**Aim of the exercise**
Render every line of the material below as a Markdown table with the columns Row and Line, numbering the rows in order. Omit blank lines and any images.

**Task data**
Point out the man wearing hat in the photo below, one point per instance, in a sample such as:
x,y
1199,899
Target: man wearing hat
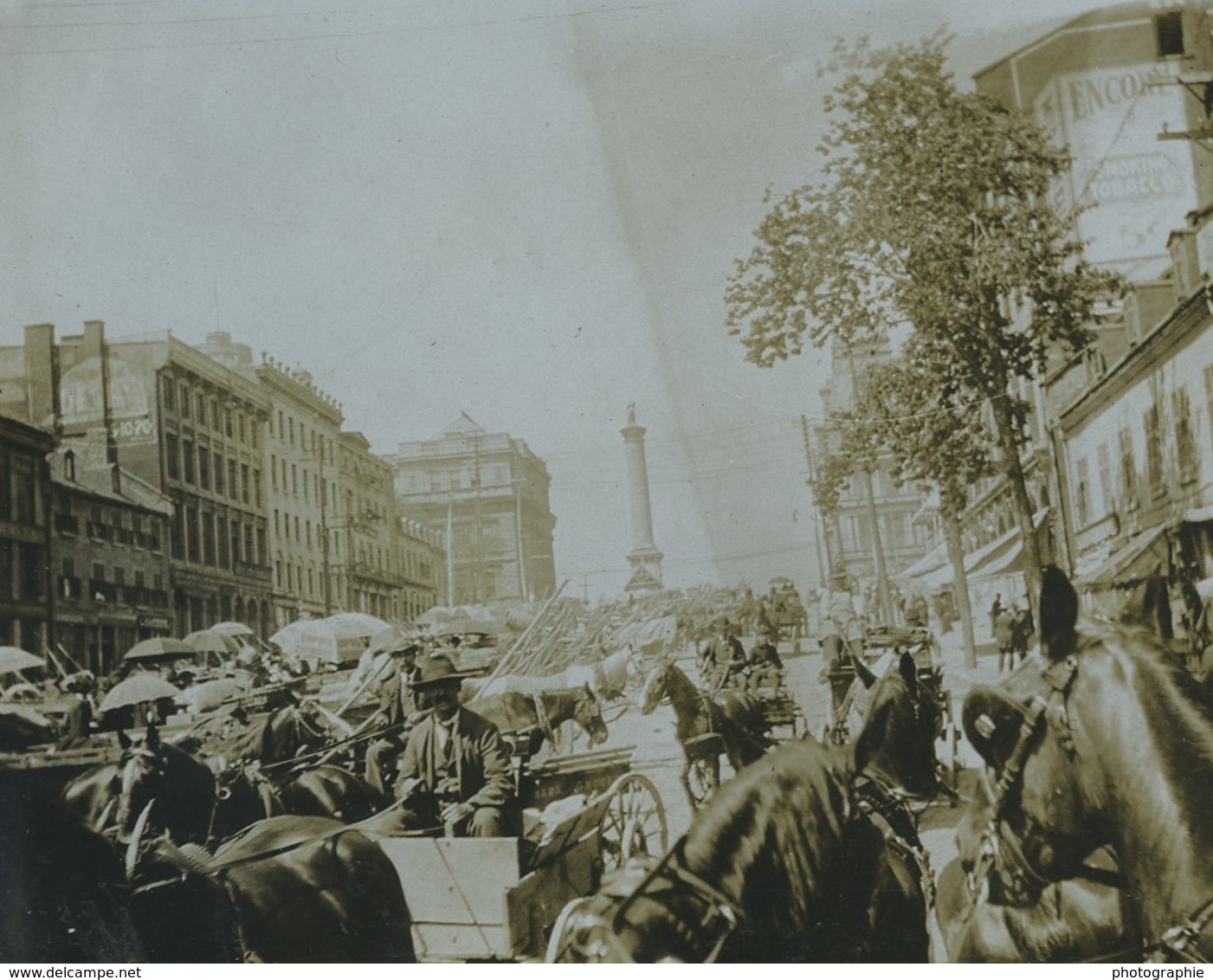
x,y
398,708
765,667
455,771
722,658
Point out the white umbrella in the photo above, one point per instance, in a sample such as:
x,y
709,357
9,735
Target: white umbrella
x,y
318,642
357,625
15,660
136,689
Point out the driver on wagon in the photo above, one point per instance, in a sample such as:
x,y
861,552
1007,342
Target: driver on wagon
x,y
455,770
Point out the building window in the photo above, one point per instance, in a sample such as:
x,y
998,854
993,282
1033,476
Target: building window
x,y
171,456
1082,493
1128,469
1154,451
1170,33
1186,454
193,552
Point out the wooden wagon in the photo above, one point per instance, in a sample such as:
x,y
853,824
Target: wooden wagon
x,y
495,899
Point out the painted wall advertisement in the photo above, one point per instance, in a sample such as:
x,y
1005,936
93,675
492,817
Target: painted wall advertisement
x,y
1136,187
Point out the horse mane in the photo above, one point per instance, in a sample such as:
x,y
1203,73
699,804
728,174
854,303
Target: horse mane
x,y
773,835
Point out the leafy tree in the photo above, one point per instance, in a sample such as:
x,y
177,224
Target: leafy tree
x,y
932,211
938,442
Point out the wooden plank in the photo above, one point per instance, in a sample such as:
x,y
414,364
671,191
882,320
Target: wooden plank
x,y
455,889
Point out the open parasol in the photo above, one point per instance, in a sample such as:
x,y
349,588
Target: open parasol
x,y
15,660
209,642
159,648
136,690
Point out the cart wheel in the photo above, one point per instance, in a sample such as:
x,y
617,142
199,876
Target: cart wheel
x,y
704,779
635,822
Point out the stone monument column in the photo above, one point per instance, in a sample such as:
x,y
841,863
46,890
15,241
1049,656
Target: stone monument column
x,y
644,557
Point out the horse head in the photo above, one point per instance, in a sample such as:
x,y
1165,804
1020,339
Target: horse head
x,y
897,744
589,713
1046,816
648,911
654,689
159,786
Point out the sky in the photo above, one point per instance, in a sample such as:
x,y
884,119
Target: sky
x,y
526,210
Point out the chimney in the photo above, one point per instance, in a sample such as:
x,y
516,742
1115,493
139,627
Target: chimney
x,y
42,377
94,347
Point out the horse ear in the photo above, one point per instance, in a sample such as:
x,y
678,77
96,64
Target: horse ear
x,y
1059,613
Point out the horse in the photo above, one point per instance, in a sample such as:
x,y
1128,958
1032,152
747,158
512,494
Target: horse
x,y
247,795
1107,745
63,895
303,889
174,789
808,855
705,725
545,712
1073,921
283,735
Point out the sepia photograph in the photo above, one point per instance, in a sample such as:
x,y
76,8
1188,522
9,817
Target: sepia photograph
x,y
605,481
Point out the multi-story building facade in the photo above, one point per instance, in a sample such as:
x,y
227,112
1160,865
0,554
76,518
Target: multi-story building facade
x,y
27,607
109,556
1133,443
365,532
423,566
187,426
300,461
487,495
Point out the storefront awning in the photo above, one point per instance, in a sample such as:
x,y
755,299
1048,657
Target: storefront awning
x,y
1124,563
933,559
998,557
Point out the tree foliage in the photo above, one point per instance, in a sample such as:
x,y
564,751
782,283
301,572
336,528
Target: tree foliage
x,y
932,210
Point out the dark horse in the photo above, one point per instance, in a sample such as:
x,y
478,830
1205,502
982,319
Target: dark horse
x,y
248,795
63,895
545,712
177,787
1109,745
732,723
305,889
808,855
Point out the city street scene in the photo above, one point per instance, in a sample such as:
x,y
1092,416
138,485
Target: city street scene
x,y
566,481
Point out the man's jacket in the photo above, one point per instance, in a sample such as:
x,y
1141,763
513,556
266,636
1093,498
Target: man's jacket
x,y
480,757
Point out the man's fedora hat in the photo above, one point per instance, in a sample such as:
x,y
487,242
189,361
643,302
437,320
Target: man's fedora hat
x,y
436,668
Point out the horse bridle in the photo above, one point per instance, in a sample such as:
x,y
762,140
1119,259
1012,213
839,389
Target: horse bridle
x,y
719,915
1004,850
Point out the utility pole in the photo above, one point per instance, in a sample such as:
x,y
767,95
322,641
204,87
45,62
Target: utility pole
x,y
883,601
823,569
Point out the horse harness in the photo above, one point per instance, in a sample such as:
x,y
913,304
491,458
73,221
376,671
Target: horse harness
x,y
888,809
1002,849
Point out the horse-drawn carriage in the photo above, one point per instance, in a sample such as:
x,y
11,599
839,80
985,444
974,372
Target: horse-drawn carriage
x,y
849,680
499,898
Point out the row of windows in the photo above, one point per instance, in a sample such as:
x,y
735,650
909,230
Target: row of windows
x,y
208,538
200,467
287,478
204,411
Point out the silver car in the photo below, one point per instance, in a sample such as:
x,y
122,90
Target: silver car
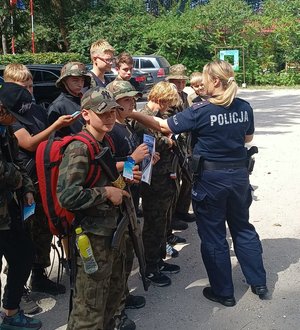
x,y
157,65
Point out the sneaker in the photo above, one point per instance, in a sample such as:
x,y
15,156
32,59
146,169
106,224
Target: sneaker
x,y
41,283
28,305
158,279
187,217
66,266
177,224
174,239
166,268
171,252
20,321
260,290
134,302
126,323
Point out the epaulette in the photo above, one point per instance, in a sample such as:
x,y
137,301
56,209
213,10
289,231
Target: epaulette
x,y
238,98
200,104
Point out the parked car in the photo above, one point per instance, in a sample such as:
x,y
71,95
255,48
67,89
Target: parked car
x,y
44,78
46,75
156,65
141,81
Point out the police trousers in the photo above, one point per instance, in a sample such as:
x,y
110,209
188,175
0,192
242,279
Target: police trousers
x,y
17,249
97,296
222,196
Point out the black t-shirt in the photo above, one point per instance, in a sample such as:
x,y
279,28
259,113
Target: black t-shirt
x,y
37,116
218,132
125,139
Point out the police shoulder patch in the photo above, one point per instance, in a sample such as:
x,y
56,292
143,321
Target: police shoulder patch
x,y
200,104
242,100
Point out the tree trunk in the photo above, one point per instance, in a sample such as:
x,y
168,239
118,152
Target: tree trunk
x,y
4,44
62,23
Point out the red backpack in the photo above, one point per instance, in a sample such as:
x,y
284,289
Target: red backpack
x,y
48,158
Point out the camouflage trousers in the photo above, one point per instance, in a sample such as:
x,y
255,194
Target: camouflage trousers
x,y
184,199
158,203
97,296
38,230
129,257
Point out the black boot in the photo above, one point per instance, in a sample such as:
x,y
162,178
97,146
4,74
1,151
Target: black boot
x,y
40,282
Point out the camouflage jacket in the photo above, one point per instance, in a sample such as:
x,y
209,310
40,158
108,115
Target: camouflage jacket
x,y
12,173
184,139
99,215
165,164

**Worked solution**
| Row | Line |
|---|---|
| 1 | Point out the man wearing hat in the photo below, one point per instance, in a sample such as: |
| 2 | x,y |
| 3 | 1199,899 |
| 4 | Target: man wearing hat |
| 5 | x,y |
| 6 | 398,708 |
| 7 | 765,667 |
| 8 | 455,771 |
| 9 | 722,658 |
| 10 | Point out the white umbrella in the photo above, one point per instance, in a sample such as: |
| 11 | x,y |
| 12 | 709,357 |
| 13 | 9,735 |
| 14 | Target: white umbrella |
| 15 | x,y |
| 16 | 318,642 |
| 17 | 357,625 |
| 18 | 15,660 |
| 19 | 136,689 |
| 20 | Point out the driver on wagon in the photo above, one point per instance, in a sample such as: |
| 21 | x,y |
| 22 | 861,552 |
| 23 | 1007,342 |
| 24 | Target: driver on wagon |
| 25 | x,y |
| 26 | 455,770 |
| 27 | Point out the building window in the photo above, one point per instance, in a sample such as: |
| 28 | x,y |
| 29 | 998,854 |
| 30 | 993,282 |
| 31 | 1033,476 |
| 32 | Target: building window |
| 33 | x,y |
| 34 | 171,456 |
| 35 | 1082,493 |
| 36 | 1128,469 |
| 37 | 1154,451 |
| 38 | 1170,33 |
| 39 | 1186,454 |
| 40 | 193,552 |
| 41 | Point out the wooden wagon in the photo above, one point per instance, in a sample such as: |
| 42 | x,y |
| 43 | 853,824 |
| 44 | Target: wooden wagon |
| 45 | x,y |
| 46 | 495,899 |
| 47 | Point out the painted wall advertisement in the photo above, one point per instance, in a sample such as: |
| 48 | x,y |
| 49 | 1005,936 |
| 50 | 93,675 |
| 51 | 492,817 |
| 52 | Target: painted wall advertisement |
| 53 | x,y |
| 54 | 1136,187 |
| 55 | Point out the horse mane in the photo above, one point per instance, in a sample such as: |
| 56 | x,y |
| 57 | 1203,73 |
| 58 | 699,804 |
| 59 | 728,174 |
| 60 | 854,303 |
| 61 | Target: horse mane |
| 62 | x,y |
| 63 | 773,835 |
| 64 | Point out the leafy tree in the photo above, one point per instance, in a sample such as: |
| 65 | x,y |
| 66 | 177,224 |
| 67 | Target: leafy tree |
| 68 | x,y |
| 69 | 932,211 |
| 70 | 938,442 |
| 71 | Point out the wooden plank in the photo above, one point per instance, in a sample such as: |
| 72 | x,y |
| 73 | 414,364 |
| 74 | 671,191 |
| 75 | 882,320 |
| 76 | Target: wooden plank |
| 77 | x,y |
| 78 | 455,889 |
| 79 | Point out the open parasol in the photo above, one point per instance, in a sample such as: |
| 80 | x,y |
| 81 | 349,588 |
| 82 | Target: open parasol |
| 83 | x,y |
| 84 | 15,660 |
| 85 | 209,642 |
| 86 | 159,648 |
| 87 | 136,690 |
| 88 | Point out the cart wheel in the photo above, one point per instance, in a sample such as: |
| 89 | x,y |
| 90 | 617,142 |
| 91 | 199,876 |
| 92 | Target: cart wheel |
| 93 | x,y |
| 94 | 704,779 |
| 95 | 635,822 |
| 96 | Point out the stone monument column in the photo above, one point per instance, in a sample such as: |
| 97 | x,y |
| 98 | 841,863 |
| 99 | 46,890 |
| 100 | 15,241 |
| 101 | 1049,656 |
| 102 | Target: stone monument column |
| 103 | x,y |
| 104 | 644,557 |
| 105 | Point out the horse head in the photo above, one point per instance, in a sample such as: |
| 106 | x,y |
| 107 | 1165,804 |
| 108 | 1020,339 |
| 109 | Target: horse head |
| 110 | x,y |
| 111 | 897,744 |
| 112 | 589,713 |
| 113 | 1046,816 |
| 114 | 648,911 |
| 115 | 654,689 |
| 116 | 159,786 |
| 117 | Point out the sky in the photo above, one point per instance, in a sample such as: |
| 118 | x,y |
| 119 | 884,119 |
| 120 | Target: sky |
| 121 | x,y |
| 122 | 526,210 |
| 123 | Point out the chimney in the photo above, one point per instance, in a sample such as: |
| 124 | x,y |
| 125 | 516,742 |
| 126 | 1115,493 |
| 127 | 139,627 |
| 128 | Target: chimney |
| 129 | x,y |
| 130 | 42,377 |
| 131 | 94,347 |
| 132 | Point out the horse ear in the photo above, one point per instance, in a sample such as: |
| 133 | x,y |
| 134 | 678,77 |
| 135 | 96,64 |
| 136 | Target: horse ear |
| 137 | x,y |
| 138 | 1059,613 |
| 139 | Point out the horse in the photo above, one point per instance, in a sample such as: |
| 140 | x,y |
| 141 | 1128,958 |
| 142 | 1032,152 |
| 143 | 747,158 |
| 144 | 512,494 |
| 145 | Target: horse |
| 146 | x,y |
| 147 | 247,795 |
| 148 | 1107,745 |
| 149 | 63,895 |
| 150 | 303,889 |
| 151 | 174,789 |
| 152 | 808,855 |
| 153 | 705,725 |
| 154 | 545,712 |
| 155 | 1073,921 |
| 156 | 283,735 |
| 157 | Point out the sepia photograph in the photo above, one point per instance, in a sample such as: |
| 158 | x,y |
| 159 | 76,8 |
| 160 | 1188,522 |
| 161 | 9,817 |
| 162 | Target: sepia photograph |
| 163 | x,y |
| 164 | 605,481 |
| 165 | Point out the multi-story building facade in the photo above, one point per instance, in a sample such as: |
| 166 | x,y |
| 167 | 227,112 |
| 168 | 1160,865 |
| 169 | 0,554 |
| 170 | 76,518 |
| 171 | Target: multi-story building facade |
| 172 | x,y |
| 173 | 27,607 |
| 174 | 109,556 |
| 175 | 1133,443 |
| 176 | 365,532 |
| 177 | 423,566 |
| 178 | 187,426 |
| 179 | 300,461 |
| 180 | 487,495 |
| 181 | Point out the storefront awning in the photo above, one point per instance, in a sample such as: |
| 182 | x,y |
| 183 | 755,299 |
| 184 | 1048,657 |
| 185 | Target: storefront awning |
| 186 | x,y |
| 187 | 1124,563 |
| 188 | 933,559 |
| 189 | 998,557 |
| 190 | Point out the tree foliage in the photo above, one point per instance, in a sample such as: |
| 191 | x,y |
| 192 | 564,751 |
| 193 | 782,283 |
| 194 | 301,572 |
| 195 | 336,528 |
| 196 | Target: tree foliage |
| 197 | x,y |
| 198 | 932,210 |
| 199 | Point out the dark horse in the photo above, one point per instance, in a sample such as: |
| 200 | x,y |
| 201 | 478,830 |
| 202 | 1205,502 |
| 203 | 982,319 |
| 204 | Target: dark horse |
| 205 | x,y |
| 206 | 248,795 |
| 207 | 63,895 |
| 208 | 545,712 |
| 209 | 177,787 |
| 210 | 1109,745 |
| 211 | 732,723 |
| 212 | 305,889 |
| 213 | 808,855 |
| 214 | Point out the city street scene in the photo above, one point per instance, in a sample such as: |
| 215 | x,y |
| 216 | 1092,416 |
| 217 | 138,485 |
| 218 | Target: city street scene |
| 219 | x,y |
| 220 | 566,481 |
| 221 | Point out the man's jacket in the photo above, one point per instance, in a sample such as: |
| 222 | x,y |
| 223 | 1141,763 |
| 224 | 513,556 |
| 225 | 266,636 |
| 226 | 1093,498 |
| 227 | Target: man's jacket |
| 228 | x,y |
| 229 | 480,757 |
| 230 | Point out the man's fedora hat in the photo above, one point per instance, in a sample such as: |
| 231 | x,y |
| 232 | 487,242 |
| 233 | 189,361 |
| 234 | 643,302 |
| 235 | 437,320 |
| 236 | Target: man's fedora hat |
| 237 | x,y |
| 238 | 436,668 |
| 239 | Point out the horse bridle in the photo above, one point per instance, in a sample such as: |
| 240 | x,y |
| 241 | 762,140 |
| 242 | 1119,259 |
| 243 | 1012,213 |
| 244 | 839,389 |
| 245 | Target: horse bridle |
| 246 | x,y |
| 247 | 719,915 |
| 248 | 1004,850 |
| 249 | Point out the utility pole in the photo above, one point per instance, in a sample such as: |
| 250 | x,y |
| 251 | 767,95 |
| 252 | 322,641 |
| 253 | 204,87 |
| 254 | 45,62 |
| 255 | Target: utility pole |
| 256 | x,y |
| 257 | 883,601 |
| 258 | 823,569 |
| 259 | Point out the horse harness in the photo above, one point per instance, in a sample such as: |
| 260 | x,y |
| 261 | 913,304 |
| 262 | 491,458 |
| 263 | 73,221 |
| 264 | 376,671 |
| 265 | Target: horse harness |
| 266 | x,y |
| 267 | 888,809 |
| 268 | 1002,849 |
| 269 | Point out the horse-drawn carriage in the photo above, one point per instance, in a sample such as: |
| 270 | x,y |
| 271 | 11,599 |
| 272 | 839,80 |
| 273 | 985,444 |
| 274 | 974,372 |
| 275 | Target: horse-drawn carriage |
| 276 | x,y |
| 277 | 849,680 |
| 278 | 499,898 |
| 279 | Point out the row of windows in the photo above, one point per instance, in a sample such as: |
| 280 | x,y |
| 281 | 735,650 |
| 282 | 909,230 |
| 283 | Target: row of windows |
| 284 | x,y |
| 285 | 208,538 |
| 286 | 200,467 |
| 287 | 287,478 |
| 288 | 204,411 |
| 289 | Point out the silver car in the photo below, one point per instance, in a sample such as: |
| 290 | x,y |
| 291 | 122,90 |
| 292 | Target: silver car |
| 293 | x,y |
| 294 | 157,65 |
| 295 | Point out the sneaker in the photo above, one point per instance, in a sample such as: |
| 296 | x,y |
| 297 | 15,156 |
| 298 | 32,59 |
| 299 | 146,169 |
| 300 | 106,224 |
| 301 | Target: sneaker |
| 302 | x,y |
| 303 | 41,283 |
| 304 | 28,305 |
| 305 | 158,279 |
| 306 | 187,217 |
| 307 | 66,266 |
| 308 | 177,224 |
| 309 | 174,239 |
| 310 | 166,268 |
| 311 | 171,252 |
| 312 | 20,321 |
| 313 | 260,290 |
| 314 | 134,302 |
| 315 | 126,323 |
| 316 | Point out the epaulette in the photo above, one point per instance, in a sample such as: |
| 317 | x,y |
| 318 | 137,301 |
| 319 | 56,209 |
| 320 | 213,10 |
| 321 | 289,231 |
| 322 | Target: epaulette |
| 323 | x,y |
| 324 | 238,98 |
| 325 | 200,104 |
| 326 | Point out the parked car in the photo above, one point per instance, in a sample such as: |
| 327 | x,y |
| 328 | 71,95 |
| 329 | 255,48 |
| 330 | 67,89 |
| 331 | Target: parked car |
| 332 | x,y |
| 333 | 44,78 |
| 334 | 46,75 |
| 335 | 156,65 |
| 336 | 141,81 |
| 337 | Point out the police trousers in the photo above, one point per instance, in a sample such as: |
| 338 | x,y |
| 339 | 110,209 |
| 340 | 188,175 |
| 341 | 0,192 |
| 342 | 242,279 |
| 343 | Target: police trousers |
| 344 | x,y |
| 345 | 17,249 |
| 346 | 97,296 |
| 347 | 222,196 |
| 348 | Point out the black t-shirt in the photo above, one point per instance, in a sample such as: |
| 349 | x,y |
| 350 | 279,28 |
| 351 | 259,113 |
| 352 | Target: black t-shirt |
| 353 | x,y |
| 354 | 37,116 |
| 355 | 218,132 |
| 356 | 125,139 |
| 357 | Point out the police shoulder patch in the photo above, one point per instance, in a sample such as: |
| 358 | x,y |
| 359 | 56,292 |
| 360 | 143,321 |
| 361 | Target: police shoulder patch |
| 362 | x,y |
| 363 | 200,104 |
| 364 | 242,100 |
| 365 | Point out the tree trunk in the photo above, one point per instance, in a sample such as: |
| 366 | x,y |
| 367 | 168,239 |
| 368 | 118,152 |
| 369 | Target: tree trunk |
| 370 | x,y |
| 371 | 4,44 |
| 372 | 62,23 |
| 373 | Point out the red backpack in the photo above, one point per instance, in a sample such as: |
| 374 | x,y |
| 375 | 284,289 |
| 376 | Target: red backpack |
| 377 | x,y |
| 378 | 48,158 |
| 379 | Point out the camouflage trousers in the photo above, one point per instance, in a sample such as: |
| 380 | x,y |
| 381 | 255,194 |
| 382 | Target: camouflage trousers |
| 383 | x,y |
| 384 | 184,199 |
| 385 | 158,203 |
| 386 | 97,296 |
| 387 | 38,230 |
| 388 | 129,257 |
| 389 | Point out the black boot in the photo above, one point per instance, in a sample such as: |
| 390 | x,y |
| 391 | 162,178 |
| 392 | 97,146 |
| 393 | 4,74 |
| 394 | 1,151 |
| 395 | Target: black boot |
| 396 | x,y |
| 397 | 40,282 |
| 398 | Point out the camouflage jacket in the photo above, one point per instance, in a sample such as: |
| 399 | x,y |
| 400 | 209,310 |
| 401 | 40,158 |
| 402 | 108,115 |
| 403 | Target: camouflage jacket |
| 404 | x,y |
| 405 | 12,173 |
| 406 | 184,139 |
| 407 | 99,215 |
| 408 | 165,164 |